YOUR GOAL:
Repeat the full listing, word for word.

(Point annotation dataset records)
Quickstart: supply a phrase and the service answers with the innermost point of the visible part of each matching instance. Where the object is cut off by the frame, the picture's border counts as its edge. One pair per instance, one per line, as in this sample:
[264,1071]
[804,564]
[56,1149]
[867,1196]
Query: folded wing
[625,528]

FULL RESPONSE:
Quickstart: supply a phrase and the service answers with the innermost point of the visible part of each matching instance. Where the object is cut off by the frame, the picture's border counts as its edge. One pair per instance, one per line, as in this sample:
[264,1071]
[804,564]
[56,1149]
[867,1196]
Query: folded wing
[625,528]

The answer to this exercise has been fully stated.